What is the Difference Between Meditation and Contemplation? (Revisited)

I’ve asked before, What is the difference between meditation and contemplation? Actually I’ve probably asked it many times. At least once I’ve put some thoughts together.

Another approach, which I come to appreciate more and more, I’ve picked up from a long passage of René Voillaume, called “The Stages on the Path of Prayer”:

There are something like two stages on the path of prayer – stages separated by the desert of a great destitution. During the first stage, our prayer seems to us predominantly as a personal work. Our faith, leaning on meditation, nourished by sentiments, tries to impose on our senses, on our imagination, on our spirit, the attitude of a child of God – an attitude that is neither spontaneous nor natural for us. Still engaged in everything that is sensible, weighed down by our natural instincts, we feel the need to lean on something exterior to ourselves. We have a need to be, so to speak, socially aided by our brothers, by the teaching of the saints; we make our own their prayers, their sentiments regarding God, because we are not yet fully ourselves before God… It is the time when meditation dominates among the means that we have to recollect ourselves in God.

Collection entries
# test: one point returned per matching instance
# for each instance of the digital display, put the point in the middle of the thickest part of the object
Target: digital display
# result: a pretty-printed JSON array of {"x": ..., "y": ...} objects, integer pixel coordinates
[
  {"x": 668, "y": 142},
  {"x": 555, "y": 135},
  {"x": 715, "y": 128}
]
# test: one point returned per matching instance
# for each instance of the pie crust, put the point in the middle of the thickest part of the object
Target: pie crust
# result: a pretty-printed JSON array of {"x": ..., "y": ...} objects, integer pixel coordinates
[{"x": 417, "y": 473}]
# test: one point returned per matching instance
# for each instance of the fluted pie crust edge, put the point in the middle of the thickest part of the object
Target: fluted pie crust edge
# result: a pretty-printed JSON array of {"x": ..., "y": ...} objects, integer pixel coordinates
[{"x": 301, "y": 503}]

* * *

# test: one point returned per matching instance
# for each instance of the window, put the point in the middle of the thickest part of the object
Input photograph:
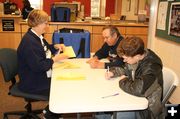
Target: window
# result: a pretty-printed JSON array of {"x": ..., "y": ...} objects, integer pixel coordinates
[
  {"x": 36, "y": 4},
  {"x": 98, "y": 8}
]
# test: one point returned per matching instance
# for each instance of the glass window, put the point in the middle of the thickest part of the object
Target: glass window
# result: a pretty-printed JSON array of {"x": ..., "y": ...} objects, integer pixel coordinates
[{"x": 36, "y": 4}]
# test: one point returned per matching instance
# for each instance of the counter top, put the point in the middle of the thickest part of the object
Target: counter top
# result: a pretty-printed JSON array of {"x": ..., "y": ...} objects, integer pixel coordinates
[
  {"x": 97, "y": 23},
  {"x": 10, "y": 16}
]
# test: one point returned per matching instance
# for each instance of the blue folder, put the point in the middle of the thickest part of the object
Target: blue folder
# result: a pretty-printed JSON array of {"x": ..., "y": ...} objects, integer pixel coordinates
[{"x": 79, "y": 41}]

Parts of the exercise:
**A.** Decide whether each of the following statements agrees with the text on meditation and contemplation, answering yes or no and quoting the deciding words of that text: (i) The writer says the question about meditation and contemplation has been asked only once. (ii) The quoted passage describes the two stages of prayer as separated by a desert of great destitution. (iii) In the first stage, prayer seems to be predominantly a personal work.
**B.** Extend the text on meditation and contemplation, beginning after its final sentence.

Activity answers:
**A.**
(i) No: "Actually I’ve probably asked it many times."
(ii) Yes: "stages separated by the desert of a great destitution."
(iii) Yes: "During the first stage, our prayer seems to us predominantly as a personal work."

**B.**
Then comes a time of impoverishment of the spirit in the act of prayer, impoverishment that is a detachment from things, loss of self, slow maturation of the spiritual above and beyond the sensible. The Passion of Jesus must penetrate our life, and our prayer bears the marks of it. We are really poor before God, because we have taken stock of how we really appear before him. We learn, little by little, to receive in prayer, without feeling what we receive, rather than striving to give to God while knowing that we give. Our being, in its poverty, learns to give itself and abandon itself to God – not only in sentiments or in words, but in painful truth: we are born by the cross…

There is no opposition between these two forms of prayer, nor are they two different paths; they’re just two stages of the same road. Naturally, there does not exist a well determined border between the two parts of the road…

Perhaps this one of the ways to try to put the progression “meditation – dark night – union and contemplation” into words for those of us outside the cloister.

In any case, this seems to me a fundamentally true assessment of the situation and journey of the contemplative in the world.


9 responses to “What is the Difference Between Meditation and Contemplation? (Revisited)”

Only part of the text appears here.